Recorded data:

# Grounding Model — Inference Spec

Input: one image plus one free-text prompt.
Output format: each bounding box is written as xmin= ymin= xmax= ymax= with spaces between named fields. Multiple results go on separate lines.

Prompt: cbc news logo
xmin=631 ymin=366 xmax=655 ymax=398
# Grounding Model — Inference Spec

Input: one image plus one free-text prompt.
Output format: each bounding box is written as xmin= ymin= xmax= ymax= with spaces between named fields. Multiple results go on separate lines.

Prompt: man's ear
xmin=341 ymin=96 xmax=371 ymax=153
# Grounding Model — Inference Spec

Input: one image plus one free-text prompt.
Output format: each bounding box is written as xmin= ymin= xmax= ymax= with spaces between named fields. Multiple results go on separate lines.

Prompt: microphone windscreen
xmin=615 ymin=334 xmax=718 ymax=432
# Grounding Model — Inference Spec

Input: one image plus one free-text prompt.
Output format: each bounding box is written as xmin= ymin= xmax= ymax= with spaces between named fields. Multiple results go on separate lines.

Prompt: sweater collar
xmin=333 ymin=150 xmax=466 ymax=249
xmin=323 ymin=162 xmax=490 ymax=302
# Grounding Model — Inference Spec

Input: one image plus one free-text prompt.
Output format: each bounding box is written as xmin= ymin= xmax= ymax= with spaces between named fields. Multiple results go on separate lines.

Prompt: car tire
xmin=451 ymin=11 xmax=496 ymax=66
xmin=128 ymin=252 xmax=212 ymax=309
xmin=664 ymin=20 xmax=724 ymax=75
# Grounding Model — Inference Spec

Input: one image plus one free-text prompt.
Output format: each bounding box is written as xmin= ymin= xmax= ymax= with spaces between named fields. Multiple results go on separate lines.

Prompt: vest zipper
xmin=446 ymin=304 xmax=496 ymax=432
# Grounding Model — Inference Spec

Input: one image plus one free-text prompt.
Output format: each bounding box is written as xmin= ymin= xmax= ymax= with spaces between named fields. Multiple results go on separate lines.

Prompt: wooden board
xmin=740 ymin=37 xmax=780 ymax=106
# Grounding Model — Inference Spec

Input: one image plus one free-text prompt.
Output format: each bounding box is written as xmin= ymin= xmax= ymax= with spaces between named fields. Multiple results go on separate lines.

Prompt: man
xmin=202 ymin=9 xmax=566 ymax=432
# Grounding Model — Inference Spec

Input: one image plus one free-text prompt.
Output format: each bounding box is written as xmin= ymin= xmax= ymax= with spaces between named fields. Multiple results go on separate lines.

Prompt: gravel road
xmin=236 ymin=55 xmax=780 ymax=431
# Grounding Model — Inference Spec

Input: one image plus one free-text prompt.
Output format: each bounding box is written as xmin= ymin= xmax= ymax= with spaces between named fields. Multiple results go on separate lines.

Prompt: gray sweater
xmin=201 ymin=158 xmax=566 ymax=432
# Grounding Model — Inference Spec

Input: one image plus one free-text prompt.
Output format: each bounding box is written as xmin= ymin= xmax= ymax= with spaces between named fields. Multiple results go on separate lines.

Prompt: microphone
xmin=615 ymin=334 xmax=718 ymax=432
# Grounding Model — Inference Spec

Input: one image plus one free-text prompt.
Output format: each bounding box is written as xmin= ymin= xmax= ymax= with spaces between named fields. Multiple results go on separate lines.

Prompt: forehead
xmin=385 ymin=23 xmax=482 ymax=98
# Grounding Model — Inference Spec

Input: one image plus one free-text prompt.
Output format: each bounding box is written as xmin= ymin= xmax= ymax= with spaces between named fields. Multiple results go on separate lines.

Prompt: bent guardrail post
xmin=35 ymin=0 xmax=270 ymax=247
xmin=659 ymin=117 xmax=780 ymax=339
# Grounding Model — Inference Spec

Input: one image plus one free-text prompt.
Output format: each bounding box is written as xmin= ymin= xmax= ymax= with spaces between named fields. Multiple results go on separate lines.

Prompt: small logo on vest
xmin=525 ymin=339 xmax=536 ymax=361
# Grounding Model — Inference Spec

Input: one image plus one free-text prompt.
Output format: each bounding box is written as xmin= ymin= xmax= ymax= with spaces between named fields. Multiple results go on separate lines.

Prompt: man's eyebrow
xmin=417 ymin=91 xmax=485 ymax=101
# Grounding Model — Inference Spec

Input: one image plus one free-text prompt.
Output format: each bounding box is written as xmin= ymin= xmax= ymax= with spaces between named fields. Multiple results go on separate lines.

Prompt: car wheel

Given task: Convert every line of the records above into a numbered list, omitting the blank lines.

Result of the exercise:
1. # Grounding Model — Inference Spec
2. Input: one image plus one free-text prompt.
3. Output format: each bounding box is written as xmin= ymin= xmax= ymax= with spaces between named fields. Multiple results go on separate lines.
4. Prompt: cbc news logo
5. xmin=631 ymin=366 xmax=655 ymax=398
6. # Grounding Model — Inference Spec
7. Input: one image plus one free-text prompt.
8. Output format: each bounding box is written as xmin= ymin= xmax= ymax= with spaces between named fields. Multiple results go on separate lines.
9. Prompt: man's ear
10. xmin=341 ymin=96 xmax=371 ymax=153
11. # Grounding Model — Inference Spec
12. Input: one image plus one free-text prompt.
13. Output format: each bounding box is written as xmin= ymin= xmax= ymax= with spaces between named fields. Multiple results go on separate lines.
14. Prompt: microphone windscreen
15. xmin=615 ymin=334 xmax=718 ymax=432
16. # Grounding Model — Inference Spec
17. Input: one image plus one free-text prompt.
18. Output format: each bounding box is written as xmin= ymin= xmax= ymax= with spaces between named fields. Multiple results go on separate lines.
19. Prompt: sweater collar
20. xmin=333 ymin=150 xmax=466 ymax=249
21. xmin=323 ymin=162 xmax=490 ymax=302
22. # Grounding Model — Inference Spec
23. Input: one image plus one free-text prompt.
24. Output format: each bounding box is written as xmin= ymin= xmax= ymax= with spaces between named fields. Multiple results go on separate lines.
25. Prompt: car tire
26. xmin=451 ymin=11 xmax=496 ymax=66
27. xmin=128 ymin=252 xmax=212 ymax=309
28. xmin=664 ymin=20 xmax=724 ymax=75
29. # Grounding Model — Inference Spec
30. Input: one image plus one free-text prompt.
31. Output format: each bounding box is written as xmin= ymin= xmax= ymax= with spaces between named fields. Multiple results go on separate lines.
32. Prompt: vest zipper
33. xmin=446 ymin=304 xmax=496 ymax=432
34. # Grounding Model — Inference Spec
35. Input: one image plus one free-text prompt.
36. Output format: each bounding box is written as xmin= ymin= xmax= ymax= with spaces between named fields. Multiple results go on separate lines.
37. Prompt: wooden board
38. xmin=740 ymin=37 xmax=780 ymax=106
39. # Grounding Model — Inference Spec
40. Input: one image plus one free-text prompt.
41. Output format: each bounding box is written as xmin= ymin= xmax= ymax= with spaces between named fields. Multiple results go on separate lines.
42. Prompt: man
43. xmin=202 ymin=9 xmax=566 ymax=432
44. # Grounding Model — Inference Spec
45. Input: one image plus one free-text prompt.
46. Output format: each bounding box is written as xmin= ymin= xmax= ymax= with spaces between named fields. Multiple results go on separate lines.
47. Prompt: gravel road
48. xmin=236 ymin=55 xmax=780 ymax=431
49. # Grounding Model — Inference Spec
50. Input: one image plus one free-text prompt.
51. Output format: each bounding box is written as xmin= ymin= xmax= ymax= with spaces between named fields. Multiple results go on separate lines.
52. Prompt: gray sweater
53. xmin=201 ymin=158 xmax=566 ymax=432
54. # Grounding Model — Inference Spec
55. Input: one image plus one free-text prompt.
56. Output format: each bounding box is written as xmin= ymin= xmax= ymax= with spaces between named fields. Multiple results go on separate lines.
57. Prompt: microphone
58. xmin=615 ymin=334 xmax=718 ymax=432
59. # Grounding Model — Inference Spec
60. Input: one image plus one free-text prompt.
61. Output format: each bounding box is written as xmin= ymin= xmax= ymax= with spaces between named fields. Multiple results go on separate lines.
62. Prompt: forehead
63. xmin=385 ymin=23 xmax=482 ymax=98
64. # Grounding Model — Inference Spec
65. Input: one image plus one free-text prompt.
66. Output format: each bounding box is written as xmin= ymin= xmax= ymax= with spaces between named fields. Multiple results go on separate lines.
67. Prompt: bent guardrail post
68. xmin=35 ymin=0 xmax=270 ymax=247
69. xmin=659 ymin=117 xmax=780 ymax=339
70. # Grounding Model — Inference Spec
71. Input: one image plus one free-text prompt.
72. Output format: each bounding box is written as xmin= ymin= xmax= ymax= with spaces between named fields. Multiple results go on separate lines.
73. Prompt: small logo on vest
74. xmin=525 ymin=339 xmax=536 ymax=361
75. # Grounding Model — Inference Spec
76. Input: one image plus one free-text prompt.
77. Output format: each bounding box is written as xmin= ymin= xmax= ymax= with spaces between named fields. Multiple results go on separate lines.
78. Prompt: man's eyebrow
79. xmin=417 ymin=91 xmax=485 ymax=101
80. # Grounding Model — Inference Spec
81. Input: one image plus one free-text prompt.
82. Output format: each bounding box is written as xmin= ymin= xmax= ymax= with spaces between named fields. Multiple results go on separate lines.
83. Prompt: car wheel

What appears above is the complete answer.